- **EXERCISE DIRECTIONS**: Only the line containing "Each instance receives one keypoint. Mark the cartoon" and the lines after it, through the end of the entries, should be output exactly.

- **DATA**:
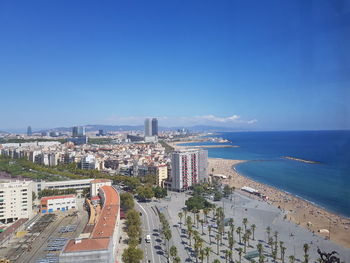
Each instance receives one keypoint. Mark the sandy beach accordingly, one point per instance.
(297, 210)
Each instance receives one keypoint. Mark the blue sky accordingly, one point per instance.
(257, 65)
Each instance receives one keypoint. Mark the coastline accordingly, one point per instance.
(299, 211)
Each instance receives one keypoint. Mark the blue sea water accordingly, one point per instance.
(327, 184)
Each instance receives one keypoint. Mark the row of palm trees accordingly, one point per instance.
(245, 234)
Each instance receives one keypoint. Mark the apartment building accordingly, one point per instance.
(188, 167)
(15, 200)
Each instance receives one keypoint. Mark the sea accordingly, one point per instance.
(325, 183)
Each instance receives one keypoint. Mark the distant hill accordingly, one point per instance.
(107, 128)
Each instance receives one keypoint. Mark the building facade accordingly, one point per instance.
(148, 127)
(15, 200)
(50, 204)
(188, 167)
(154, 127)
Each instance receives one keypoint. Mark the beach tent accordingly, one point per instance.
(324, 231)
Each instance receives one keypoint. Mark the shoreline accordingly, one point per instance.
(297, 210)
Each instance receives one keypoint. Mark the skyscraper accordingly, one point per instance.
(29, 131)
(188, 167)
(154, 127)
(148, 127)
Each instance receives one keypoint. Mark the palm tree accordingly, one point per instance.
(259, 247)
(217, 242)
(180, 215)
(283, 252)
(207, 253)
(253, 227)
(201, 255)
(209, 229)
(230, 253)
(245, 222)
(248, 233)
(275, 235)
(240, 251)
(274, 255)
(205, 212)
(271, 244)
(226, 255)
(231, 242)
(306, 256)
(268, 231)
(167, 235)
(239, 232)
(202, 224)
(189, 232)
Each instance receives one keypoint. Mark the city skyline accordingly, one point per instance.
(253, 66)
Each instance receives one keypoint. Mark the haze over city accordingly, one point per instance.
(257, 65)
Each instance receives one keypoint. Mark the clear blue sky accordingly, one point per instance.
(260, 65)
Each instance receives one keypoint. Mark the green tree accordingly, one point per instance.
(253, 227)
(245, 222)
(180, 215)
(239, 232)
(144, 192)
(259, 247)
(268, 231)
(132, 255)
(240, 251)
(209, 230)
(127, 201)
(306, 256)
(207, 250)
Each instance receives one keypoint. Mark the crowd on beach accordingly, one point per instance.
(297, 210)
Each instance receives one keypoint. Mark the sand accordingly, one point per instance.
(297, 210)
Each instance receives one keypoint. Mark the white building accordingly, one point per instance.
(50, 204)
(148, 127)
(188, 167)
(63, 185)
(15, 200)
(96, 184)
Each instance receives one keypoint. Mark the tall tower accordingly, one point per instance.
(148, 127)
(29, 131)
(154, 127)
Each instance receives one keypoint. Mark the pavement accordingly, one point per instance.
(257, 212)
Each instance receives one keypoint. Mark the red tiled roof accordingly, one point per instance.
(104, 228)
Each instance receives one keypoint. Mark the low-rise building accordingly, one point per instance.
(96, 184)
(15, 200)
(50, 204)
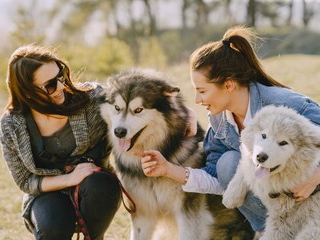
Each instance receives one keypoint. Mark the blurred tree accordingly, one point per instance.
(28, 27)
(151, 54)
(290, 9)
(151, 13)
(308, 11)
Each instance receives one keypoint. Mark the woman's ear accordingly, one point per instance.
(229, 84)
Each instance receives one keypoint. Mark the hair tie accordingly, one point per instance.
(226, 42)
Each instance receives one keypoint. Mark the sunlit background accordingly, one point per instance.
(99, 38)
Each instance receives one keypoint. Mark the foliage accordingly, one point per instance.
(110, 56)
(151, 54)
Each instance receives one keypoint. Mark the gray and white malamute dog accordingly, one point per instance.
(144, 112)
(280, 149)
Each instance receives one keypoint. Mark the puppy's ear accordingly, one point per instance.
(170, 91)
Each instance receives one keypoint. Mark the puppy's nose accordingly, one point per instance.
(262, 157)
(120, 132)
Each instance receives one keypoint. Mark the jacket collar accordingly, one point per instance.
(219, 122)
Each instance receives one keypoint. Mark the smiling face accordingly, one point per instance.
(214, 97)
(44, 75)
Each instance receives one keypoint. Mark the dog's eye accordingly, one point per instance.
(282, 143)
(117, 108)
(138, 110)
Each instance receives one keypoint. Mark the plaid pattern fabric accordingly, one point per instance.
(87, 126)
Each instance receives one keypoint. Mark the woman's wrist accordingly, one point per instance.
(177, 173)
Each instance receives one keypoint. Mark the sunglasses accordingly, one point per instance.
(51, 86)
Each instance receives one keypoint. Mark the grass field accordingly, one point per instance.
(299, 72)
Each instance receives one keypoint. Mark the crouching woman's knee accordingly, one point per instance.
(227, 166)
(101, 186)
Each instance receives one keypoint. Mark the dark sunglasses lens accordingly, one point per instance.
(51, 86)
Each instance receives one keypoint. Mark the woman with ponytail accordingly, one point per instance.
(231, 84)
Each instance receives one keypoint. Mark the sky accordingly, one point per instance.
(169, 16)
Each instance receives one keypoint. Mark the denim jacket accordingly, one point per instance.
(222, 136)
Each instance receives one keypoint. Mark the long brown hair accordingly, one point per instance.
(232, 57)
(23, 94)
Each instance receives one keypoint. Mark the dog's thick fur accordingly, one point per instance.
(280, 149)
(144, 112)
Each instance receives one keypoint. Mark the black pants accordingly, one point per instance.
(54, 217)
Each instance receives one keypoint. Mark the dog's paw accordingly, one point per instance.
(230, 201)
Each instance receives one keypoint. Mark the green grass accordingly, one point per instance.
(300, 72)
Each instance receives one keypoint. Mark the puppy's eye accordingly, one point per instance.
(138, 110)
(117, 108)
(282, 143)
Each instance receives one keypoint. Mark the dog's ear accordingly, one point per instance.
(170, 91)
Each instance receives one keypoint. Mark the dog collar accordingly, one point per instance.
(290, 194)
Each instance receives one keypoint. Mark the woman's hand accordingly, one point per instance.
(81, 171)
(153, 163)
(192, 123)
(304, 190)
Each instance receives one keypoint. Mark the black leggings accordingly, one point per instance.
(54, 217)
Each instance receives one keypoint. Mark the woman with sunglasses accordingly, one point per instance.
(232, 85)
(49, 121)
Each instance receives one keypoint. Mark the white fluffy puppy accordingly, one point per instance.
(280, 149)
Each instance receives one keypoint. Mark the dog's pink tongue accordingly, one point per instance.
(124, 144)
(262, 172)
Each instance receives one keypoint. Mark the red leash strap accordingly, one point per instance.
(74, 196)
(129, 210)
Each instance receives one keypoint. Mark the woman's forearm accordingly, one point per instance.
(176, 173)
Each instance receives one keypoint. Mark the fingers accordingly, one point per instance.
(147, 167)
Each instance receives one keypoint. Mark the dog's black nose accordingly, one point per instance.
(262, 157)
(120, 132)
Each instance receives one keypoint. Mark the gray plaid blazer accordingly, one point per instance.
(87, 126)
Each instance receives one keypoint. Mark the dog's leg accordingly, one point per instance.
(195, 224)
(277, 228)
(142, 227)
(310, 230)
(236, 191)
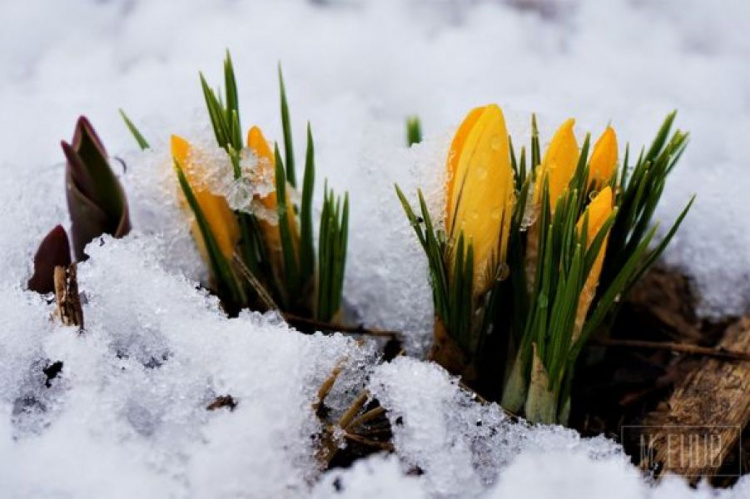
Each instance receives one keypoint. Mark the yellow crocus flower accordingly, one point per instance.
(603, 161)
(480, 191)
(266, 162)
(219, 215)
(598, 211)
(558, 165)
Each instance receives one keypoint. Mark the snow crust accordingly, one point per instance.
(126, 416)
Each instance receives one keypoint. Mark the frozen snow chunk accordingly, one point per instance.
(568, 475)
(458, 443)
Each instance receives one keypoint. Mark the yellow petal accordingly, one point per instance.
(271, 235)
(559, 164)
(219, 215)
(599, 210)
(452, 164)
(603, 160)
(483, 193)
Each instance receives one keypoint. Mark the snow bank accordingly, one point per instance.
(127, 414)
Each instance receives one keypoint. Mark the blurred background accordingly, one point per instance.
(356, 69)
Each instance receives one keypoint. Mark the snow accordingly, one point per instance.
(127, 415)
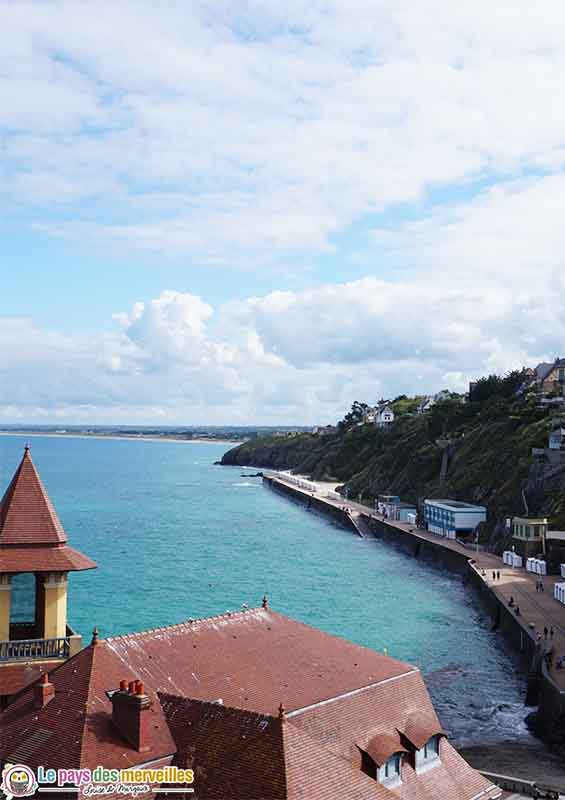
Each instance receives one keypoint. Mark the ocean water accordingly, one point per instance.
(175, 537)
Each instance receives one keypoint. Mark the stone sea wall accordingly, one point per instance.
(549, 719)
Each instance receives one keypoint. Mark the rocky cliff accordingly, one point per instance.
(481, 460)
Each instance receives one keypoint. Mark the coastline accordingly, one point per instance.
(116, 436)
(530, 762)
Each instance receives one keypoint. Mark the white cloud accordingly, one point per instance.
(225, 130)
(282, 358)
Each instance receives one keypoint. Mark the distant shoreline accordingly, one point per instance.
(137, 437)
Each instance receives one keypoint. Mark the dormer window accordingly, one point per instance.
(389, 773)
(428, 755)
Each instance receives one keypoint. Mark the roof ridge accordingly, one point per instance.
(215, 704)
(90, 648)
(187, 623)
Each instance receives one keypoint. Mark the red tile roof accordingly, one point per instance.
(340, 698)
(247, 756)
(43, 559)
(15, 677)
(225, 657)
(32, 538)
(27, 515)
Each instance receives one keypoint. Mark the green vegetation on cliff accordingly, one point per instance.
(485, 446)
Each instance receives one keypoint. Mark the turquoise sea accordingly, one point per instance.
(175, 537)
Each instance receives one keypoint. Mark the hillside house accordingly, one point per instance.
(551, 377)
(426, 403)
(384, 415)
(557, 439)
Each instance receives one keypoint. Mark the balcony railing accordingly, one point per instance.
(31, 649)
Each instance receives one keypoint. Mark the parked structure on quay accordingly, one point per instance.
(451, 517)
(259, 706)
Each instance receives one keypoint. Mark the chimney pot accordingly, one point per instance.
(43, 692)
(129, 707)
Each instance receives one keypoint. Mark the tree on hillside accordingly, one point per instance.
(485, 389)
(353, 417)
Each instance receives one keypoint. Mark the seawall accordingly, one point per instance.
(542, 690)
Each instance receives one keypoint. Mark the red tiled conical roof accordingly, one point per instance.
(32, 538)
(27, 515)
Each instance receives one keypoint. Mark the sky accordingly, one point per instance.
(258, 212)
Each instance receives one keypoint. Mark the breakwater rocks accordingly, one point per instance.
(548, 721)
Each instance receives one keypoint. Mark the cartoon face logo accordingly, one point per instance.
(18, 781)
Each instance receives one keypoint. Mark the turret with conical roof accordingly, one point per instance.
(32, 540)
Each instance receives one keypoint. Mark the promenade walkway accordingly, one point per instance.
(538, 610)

- **EXERCISE SOLUTION**:
Each instance receives one keypoint. Mark the cartoon face logo accordingly, one point per instance.
(18, 781)
Each instance receives one keypoint. Mark the turret with conical roof accordingly, one point per instance.
(32, 540)
Each instance receives one keypoint. Mark the promenade walkway accordingly, one point per instance.
(538, 610)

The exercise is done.